_THE PROBLEM:_ Which lines of the records contain "outline"? Collect every one of them.
═════ DATASET EXCERPTS ═════
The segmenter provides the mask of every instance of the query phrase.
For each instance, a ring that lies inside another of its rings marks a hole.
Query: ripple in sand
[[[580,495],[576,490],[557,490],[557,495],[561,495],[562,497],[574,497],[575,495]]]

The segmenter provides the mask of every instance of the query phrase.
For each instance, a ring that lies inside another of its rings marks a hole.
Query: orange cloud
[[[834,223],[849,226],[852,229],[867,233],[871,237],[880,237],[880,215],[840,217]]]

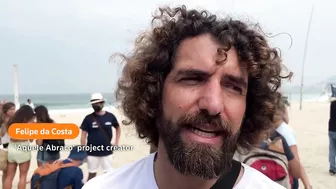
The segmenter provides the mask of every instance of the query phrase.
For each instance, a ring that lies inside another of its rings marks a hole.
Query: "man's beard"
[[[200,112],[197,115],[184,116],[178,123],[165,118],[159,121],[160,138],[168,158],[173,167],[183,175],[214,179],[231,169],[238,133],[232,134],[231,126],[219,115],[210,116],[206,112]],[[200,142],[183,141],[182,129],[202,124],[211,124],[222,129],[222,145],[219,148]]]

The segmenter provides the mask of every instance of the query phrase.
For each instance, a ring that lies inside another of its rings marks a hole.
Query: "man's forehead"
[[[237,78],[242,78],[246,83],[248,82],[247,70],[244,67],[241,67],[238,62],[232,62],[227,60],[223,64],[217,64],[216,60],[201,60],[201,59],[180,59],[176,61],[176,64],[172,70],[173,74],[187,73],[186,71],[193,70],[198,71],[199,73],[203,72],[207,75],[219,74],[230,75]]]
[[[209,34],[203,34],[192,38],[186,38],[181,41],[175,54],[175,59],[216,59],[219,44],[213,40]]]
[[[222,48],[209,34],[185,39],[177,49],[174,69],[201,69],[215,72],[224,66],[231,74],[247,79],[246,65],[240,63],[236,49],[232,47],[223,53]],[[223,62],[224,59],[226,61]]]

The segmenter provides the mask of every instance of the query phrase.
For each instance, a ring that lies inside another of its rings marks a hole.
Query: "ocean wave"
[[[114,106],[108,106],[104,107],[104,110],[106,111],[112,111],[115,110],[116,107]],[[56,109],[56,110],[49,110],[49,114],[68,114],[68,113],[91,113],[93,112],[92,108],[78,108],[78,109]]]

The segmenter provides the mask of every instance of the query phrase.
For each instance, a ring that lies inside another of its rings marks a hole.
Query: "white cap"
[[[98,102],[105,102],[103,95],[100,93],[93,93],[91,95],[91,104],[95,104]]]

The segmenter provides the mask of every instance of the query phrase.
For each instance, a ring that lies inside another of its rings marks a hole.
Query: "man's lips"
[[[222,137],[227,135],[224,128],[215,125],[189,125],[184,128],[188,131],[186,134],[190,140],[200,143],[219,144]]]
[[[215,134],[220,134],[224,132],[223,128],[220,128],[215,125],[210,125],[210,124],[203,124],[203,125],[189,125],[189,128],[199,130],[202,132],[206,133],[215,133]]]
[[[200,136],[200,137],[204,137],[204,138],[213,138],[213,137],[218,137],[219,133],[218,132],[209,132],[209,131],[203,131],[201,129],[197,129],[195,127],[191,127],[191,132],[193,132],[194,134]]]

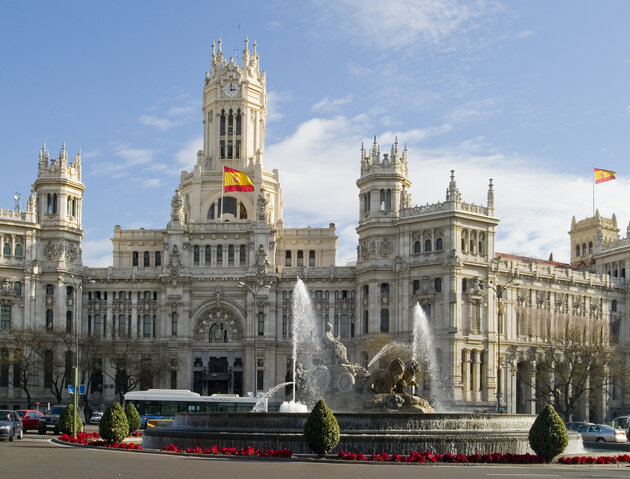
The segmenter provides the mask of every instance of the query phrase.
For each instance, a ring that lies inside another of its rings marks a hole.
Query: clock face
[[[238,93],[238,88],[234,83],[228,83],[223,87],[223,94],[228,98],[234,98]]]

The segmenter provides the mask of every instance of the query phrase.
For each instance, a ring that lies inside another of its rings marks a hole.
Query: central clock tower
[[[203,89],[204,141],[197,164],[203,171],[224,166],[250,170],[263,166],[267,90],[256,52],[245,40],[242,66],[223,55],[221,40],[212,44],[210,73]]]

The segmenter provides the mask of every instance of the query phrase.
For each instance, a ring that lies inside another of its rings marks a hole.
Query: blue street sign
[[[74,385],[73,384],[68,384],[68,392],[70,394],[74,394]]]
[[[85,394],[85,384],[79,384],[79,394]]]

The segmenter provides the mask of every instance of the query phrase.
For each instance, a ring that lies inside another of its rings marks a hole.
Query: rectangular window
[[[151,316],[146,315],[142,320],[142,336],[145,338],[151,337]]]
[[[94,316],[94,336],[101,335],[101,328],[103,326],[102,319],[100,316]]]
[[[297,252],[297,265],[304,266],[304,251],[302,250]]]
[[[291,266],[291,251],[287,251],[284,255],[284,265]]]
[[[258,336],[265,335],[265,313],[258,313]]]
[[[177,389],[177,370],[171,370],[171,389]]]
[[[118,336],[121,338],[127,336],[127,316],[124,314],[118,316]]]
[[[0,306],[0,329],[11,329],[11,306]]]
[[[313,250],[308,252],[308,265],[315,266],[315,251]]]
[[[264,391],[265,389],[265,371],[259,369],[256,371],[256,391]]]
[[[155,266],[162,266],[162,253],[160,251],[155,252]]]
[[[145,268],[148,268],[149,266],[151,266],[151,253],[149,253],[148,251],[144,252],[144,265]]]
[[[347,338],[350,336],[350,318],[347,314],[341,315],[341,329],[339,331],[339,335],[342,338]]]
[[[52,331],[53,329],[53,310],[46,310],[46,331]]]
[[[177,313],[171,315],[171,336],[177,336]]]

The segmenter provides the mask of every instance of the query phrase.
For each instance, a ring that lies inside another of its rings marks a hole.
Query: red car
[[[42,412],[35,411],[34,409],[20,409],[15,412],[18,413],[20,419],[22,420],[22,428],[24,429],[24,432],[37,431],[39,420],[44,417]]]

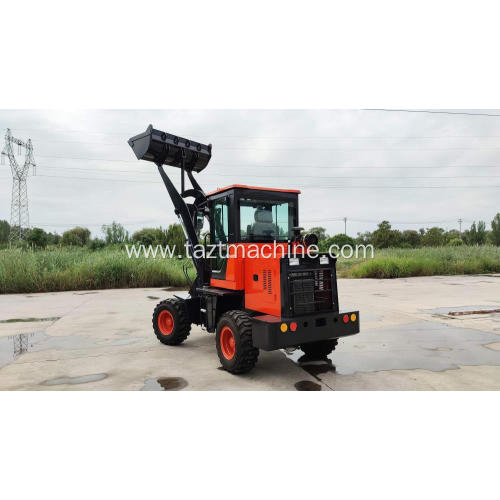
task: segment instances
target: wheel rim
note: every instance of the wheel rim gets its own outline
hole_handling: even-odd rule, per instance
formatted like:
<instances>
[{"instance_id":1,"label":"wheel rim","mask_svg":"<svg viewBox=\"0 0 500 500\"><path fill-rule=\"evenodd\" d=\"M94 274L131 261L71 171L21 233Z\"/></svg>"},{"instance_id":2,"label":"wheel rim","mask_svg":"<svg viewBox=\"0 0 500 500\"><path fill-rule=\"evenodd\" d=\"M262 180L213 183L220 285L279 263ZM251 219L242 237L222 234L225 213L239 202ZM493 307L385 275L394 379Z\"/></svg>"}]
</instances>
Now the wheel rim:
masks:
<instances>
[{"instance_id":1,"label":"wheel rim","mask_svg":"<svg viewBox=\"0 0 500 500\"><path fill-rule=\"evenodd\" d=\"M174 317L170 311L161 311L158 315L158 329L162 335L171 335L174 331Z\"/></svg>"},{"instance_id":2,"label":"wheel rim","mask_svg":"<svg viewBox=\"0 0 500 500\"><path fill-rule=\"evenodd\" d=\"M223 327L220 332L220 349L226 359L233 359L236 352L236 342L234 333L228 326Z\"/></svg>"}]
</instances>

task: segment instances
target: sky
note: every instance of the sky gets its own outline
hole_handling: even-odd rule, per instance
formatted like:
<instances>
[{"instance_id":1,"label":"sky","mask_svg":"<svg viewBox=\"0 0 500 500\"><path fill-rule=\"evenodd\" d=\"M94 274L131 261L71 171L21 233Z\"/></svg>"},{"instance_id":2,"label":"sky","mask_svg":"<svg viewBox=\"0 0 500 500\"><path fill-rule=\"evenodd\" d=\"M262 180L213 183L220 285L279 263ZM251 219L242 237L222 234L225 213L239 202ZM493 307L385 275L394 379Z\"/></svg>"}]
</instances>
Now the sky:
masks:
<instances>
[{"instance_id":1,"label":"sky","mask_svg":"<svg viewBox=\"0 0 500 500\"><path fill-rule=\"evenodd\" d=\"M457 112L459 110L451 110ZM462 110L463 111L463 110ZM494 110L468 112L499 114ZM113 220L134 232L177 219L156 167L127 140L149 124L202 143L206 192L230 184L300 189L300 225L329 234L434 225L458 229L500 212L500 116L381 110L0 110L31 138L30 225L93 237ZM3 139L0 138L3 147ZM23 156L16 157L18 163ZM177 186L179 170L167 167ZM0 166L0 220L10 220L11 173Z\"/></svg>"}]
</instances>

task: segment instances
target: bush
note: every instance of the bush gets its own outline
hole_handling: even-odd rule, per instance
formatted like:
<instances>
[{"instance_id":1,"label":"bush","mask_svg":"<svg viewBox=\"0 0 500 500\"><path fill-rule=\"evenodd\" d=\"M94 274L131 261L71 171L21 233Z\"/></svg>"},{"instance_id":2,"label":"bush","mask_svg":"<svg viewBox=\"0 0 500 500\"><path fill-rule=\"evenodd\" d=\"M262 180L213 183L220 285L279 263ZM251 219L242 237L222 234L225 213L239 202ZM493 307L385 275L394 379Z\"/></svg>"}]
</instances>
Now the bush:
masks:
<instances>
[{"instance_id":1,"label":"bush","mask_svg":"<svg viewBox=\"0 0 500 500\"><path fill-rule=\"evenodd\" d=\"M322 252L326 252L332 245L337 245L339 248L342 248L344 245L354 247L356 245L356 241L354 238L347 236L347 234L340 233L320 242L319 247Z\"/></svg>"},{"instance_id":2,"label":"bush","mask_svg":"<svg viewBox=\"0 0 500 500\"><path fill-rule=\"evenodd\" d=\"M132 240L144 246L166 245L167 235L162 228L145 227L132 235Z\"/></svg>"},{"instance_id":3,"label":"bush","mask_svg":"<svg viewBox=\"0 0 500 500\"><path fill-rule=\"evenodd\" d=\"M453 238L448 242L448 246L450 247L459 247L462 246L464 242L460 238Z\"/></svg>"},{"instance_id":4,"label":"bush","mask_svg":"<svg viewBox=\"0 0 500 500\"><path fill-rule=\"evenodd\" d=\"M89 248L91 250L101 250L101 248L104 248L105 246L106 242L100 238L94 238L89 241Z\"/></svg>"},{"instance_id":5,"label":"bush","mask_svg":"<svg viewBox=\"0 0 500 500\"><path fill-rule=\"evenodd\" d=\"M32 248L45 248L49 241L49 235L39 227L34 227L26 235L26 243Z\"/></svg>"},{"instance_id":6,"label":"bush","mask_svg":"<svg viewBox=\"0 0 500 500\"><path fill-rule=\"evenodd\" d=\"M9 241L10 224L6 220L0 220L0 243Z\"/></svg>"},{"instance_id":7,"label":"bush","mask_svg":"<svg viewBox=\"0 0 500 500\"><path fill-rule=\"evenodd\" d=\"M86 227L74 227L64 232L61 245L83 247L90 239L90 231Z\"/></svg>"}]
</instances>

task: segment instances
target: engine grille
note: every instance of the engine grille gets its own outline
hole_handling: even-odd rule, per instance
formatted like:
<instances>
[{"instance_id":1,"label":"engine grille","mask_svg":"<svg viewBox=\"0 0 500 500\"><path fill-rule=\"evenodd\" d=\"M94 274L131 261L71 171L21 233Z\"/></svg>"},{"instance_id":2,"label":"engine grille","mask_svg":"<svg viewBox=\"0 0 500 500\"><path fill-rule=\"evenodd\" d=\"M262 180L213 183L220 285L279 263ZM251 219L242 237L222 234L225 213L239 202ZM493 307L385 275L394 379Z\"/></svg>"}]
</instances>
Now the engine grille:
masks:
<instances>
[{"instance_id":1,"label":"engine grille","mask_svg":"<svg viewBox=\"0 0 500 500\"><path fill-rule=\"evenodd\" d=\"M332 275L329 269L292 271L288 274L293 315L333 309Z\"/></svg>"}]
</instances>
═════
_SOLVED PROBLEM:_
note: every instance of the wheel rim gets its own outline
note: every instance of the sky gets its own outline
note: every instance of the bush gets its own outline
note: every instance of the engine grille gets its own outline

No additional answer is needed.